[Start of READING TEXT]

- Fooks, circa 1970
- Born: 6 October 1906 Bratislava, Austria-Hungary
- Died: 4 December 1985 (aged 79) Melbourne, Australia
- Occupation: Architect
- Buildings: Lansell Road House, Toorak; Shaw House, Toorak; Fooks House, Caulfield North, Adass Israel Synagogue (Ripponlea, Victoria)

= Ernest Fooks =

Australian architect (1906–1985)

Dr Ernest Fooks (born Ernest Leslie Fuchs, 6 October 1906 – 4 December 1985) was an influential European-trained architect who made a significant contribution to architecture, town planning, and design education in Australia and to the cultural life of Melbourne after emigrating to the city just before the Second World War.

[End of READING TEXT]
[Start of DATASET ENTRIES]

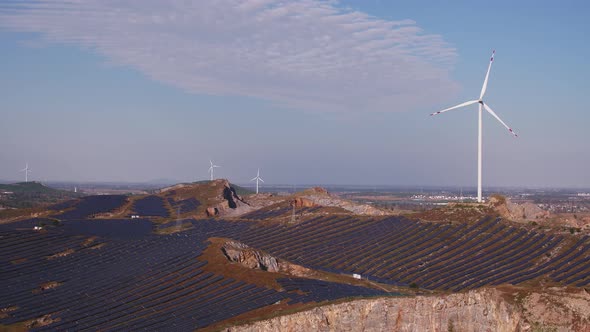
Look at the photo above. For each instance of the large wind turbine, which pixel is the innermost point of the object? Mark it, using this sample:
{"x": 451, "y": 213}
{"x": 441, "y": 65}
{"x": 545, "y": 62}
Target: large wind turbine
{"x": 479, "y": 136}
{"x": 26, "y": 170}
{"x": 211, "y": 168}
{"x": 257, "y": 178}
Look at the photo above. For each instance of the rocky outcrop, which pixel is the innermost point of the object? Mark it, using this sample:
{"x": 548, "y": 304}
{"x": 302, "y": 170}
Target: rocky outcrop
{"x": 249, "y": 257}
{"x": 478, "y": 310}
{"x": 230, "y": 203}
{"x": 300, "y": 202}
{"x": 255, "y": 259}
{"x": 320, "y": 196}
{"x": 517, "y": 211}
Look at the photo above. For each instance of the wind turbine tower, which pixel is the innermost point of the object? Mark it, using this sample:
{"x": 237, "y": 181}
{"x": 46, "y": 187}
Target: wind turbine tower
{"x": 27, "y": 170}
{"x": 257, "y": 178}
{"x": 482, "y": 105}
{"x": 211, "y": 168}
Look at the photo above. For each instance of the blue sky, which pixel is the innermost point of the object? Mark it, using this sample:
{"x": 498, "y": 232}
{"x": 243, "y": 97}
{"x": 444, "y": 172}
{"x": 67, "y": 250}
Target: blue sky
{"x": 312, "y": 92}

[End of DATASET ENTRIES]

TASKS TO PERFORM:
#1 Answer these questions using the text on Ernest Fooks.
(a) In which city was Fooks born?
(b) Under what name was he born?
(c) Which synagogue appears among his buildings?
#2 Extend the text on Ernest Fooks with a further paragraph in the same style.

WRITTEN ANSWERS:
#1
(a) Bratislava, then part of Austria-Hungary
(b) Ernest Leslie Fuchs
(c) The Adass Israel Synagogue in Ripponlea, Victoria

#2
==Early life==
He was born as Ernest Fuchs in 1906 in Bratislava, Czechoslovakia, when it was part of Austria-Hungary. His family moved to Vienna in 1908 where he went on to study architecture at the Vienna Technical University, completing a doctorate in Technical Science with a major in Town Planning, and opening his own architectural practice in 1932. Facing extreme anti-semitism, in 1939 he migrated to Australia via Canada, where he married his Latvian born wife Noemi Matusevic. They arrived in Melbourne in April, and he soon gained a position as a town planner with the nascent Housing Commission of Victoria. In 1944 he was appointed the first lecturer in town planning at the Melbourne Technical College (now the Royal Melbourne Institute of Technology). In 1945 he became an Australian citizen and anglicised his name to Fooks. Three years later he resigned from Housing Commission Victoria and opened his own practice. In August 1948 he was elected Associate of the Royal Institute of British Architects, and was later elected President of the Jewish Society of Arts.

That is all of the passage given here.